The task — In the material below, find each line with the string "curb" and copy it.
+++
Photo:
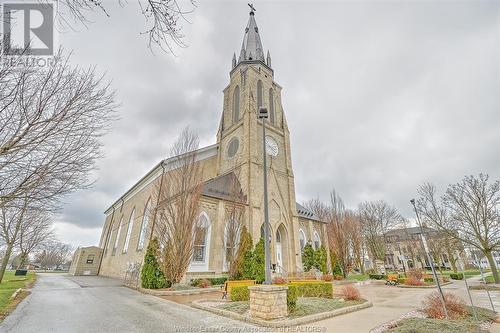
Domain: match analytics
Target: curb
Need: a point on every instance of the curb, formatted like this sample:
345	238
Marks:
186	292
423	287
280	323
+++
Solution below —
Target: curb
Need: a point on every instance of the curb, formatted like this sample:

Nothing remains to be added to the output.